[Actions to take]
1 - Edit the Photoshop thread from "Not trying to" to "are all experts.....", inclusive, swapping "resume" for "CV", and give that passage back.
2 - Sum up the Photoshop thread in two sentences.
3 - Please rewrite the paragraph of the Photoshop thread that begins "But yeah, I suck at cropping too" as a short list, keeping its main facts.
─── Excerpt to read ───
I like the 1st one, 3rd one (original one), then 2nd one.


----------



## StackAttack (Mar 15, 2006)

My second and third works respectively, I don't really like either, both were done in five minutes of free time that I had.


----------



## StackAttack (Mar 15, 2006)

Anyone? Beuler?


----------



## Saint Baller (May 3, 2006)

Looks like a desaturation and a bubble wrap coating on top...

Am I right?


----------



## StackAttack (Mar 15, 2006)

lol probably, I have no idea what I did.


----------



## StackAttack (Mar 15, 2006)

Backtracking says after I cropped the Ben, I pasted him onto a black surface, wrote "Big Ben" in blue font, made a blue spherical rectangle thing and put it under "Big Ben", gave them both a red stroke and merged them together, merged this layer, the Ben layer, and the background black layer, applied Plastic Wrap, and then stuck a lens glare behind Ben to top it off.

Run-on sentences ftw


----------



## Jet (Jul 1, 2005)

This is my Marquis Sig.. its gonna be the last one I make probably


----------



## Tersk (Apr 9, 2004)

I feel like the only one who can't do photshop

I get stuck cropping around the players, it's damn near impossible to get everything


----------



## Jet (Jul 1, 2005)

Eh, I suck at cropping too, look at Quisy's hair.. Anyway theres some really good tutorial sites out there, I made that one using 2 tutorials, so if you follow those, you'll get better.. but I think you should get photoshop if you dont have it cuz that would be the first thing to do.


----------



## edwardcyh (Dec 13, 2005)

Jet said:


> This is my Marquis Sig.. its gonna be the last one I make probably


This is actually pretty good work!

Not trying to patronize anybody here, but, when I was growing up (early 90's), Photoshop was reserved for few people with fast enough computer and big enough memory. I was so proud to be able to "Photoshop" on my resume. 

Now we are all experts.....
:clap: :clap: :clap:


----------



## Jet (Jul 1, 2005)

Thank you, tutorials do wonders, lol


----------



## StackAttack (Mar 15, 2006)

lol I'm poor mang, I live off of free trials, I download Photoshop in a different language every 30 days 

But yeah, I suck at cropping too, a good way to hide it is right click on the layer name, blending options, and apply inner glow and outer glow. It looks cool too  I also reccomend not using the magnetic lasso, it doesn't work that well, use the polygonal one (the one that makes lines), though it takes longer. Round objects come out surprisingly well.


----------
─── Material ───
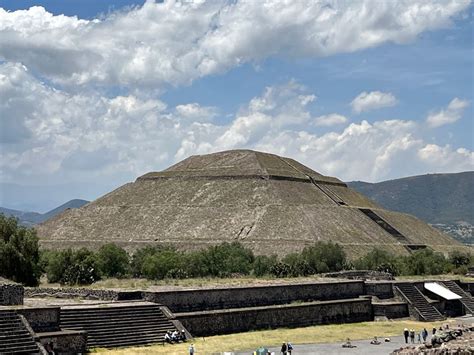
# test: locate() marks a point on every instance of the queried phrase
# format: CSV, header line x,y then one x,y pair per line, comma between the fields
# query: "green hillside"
───
[Answers by task]
1 -
Not trying to patronize anybody here, but, when I was growing up (early 90's), Photoshop was reserved for few people with fast enough computer and big enough memory. I was so proud to be able to "Photoshop" on my CV. 

Now we are all experts.....

2 - Forum members post signature images they made in Photoshop, and StackAttack retraces the steps behind one, from cropping and text to Plastic Wrap and a lens glare. Several posters admit they struggle with cropping, so Jet points to tutorials while StackAttack suggests glow effects to hide rough edges and the polygonal lasso over the magnetic one.

3 -
- The poster is also bad at cropping.
- To hide poor cropping, right-click the layer name, open blending options, and apply inner glow and outer glow, which also looks cool.
- Avoid the magnetic lasso, since it doesn't work well.
- Use the polygonal lasso (the one that makes lines) instead, though it takes longer.
- Round objects come out surprisingly well.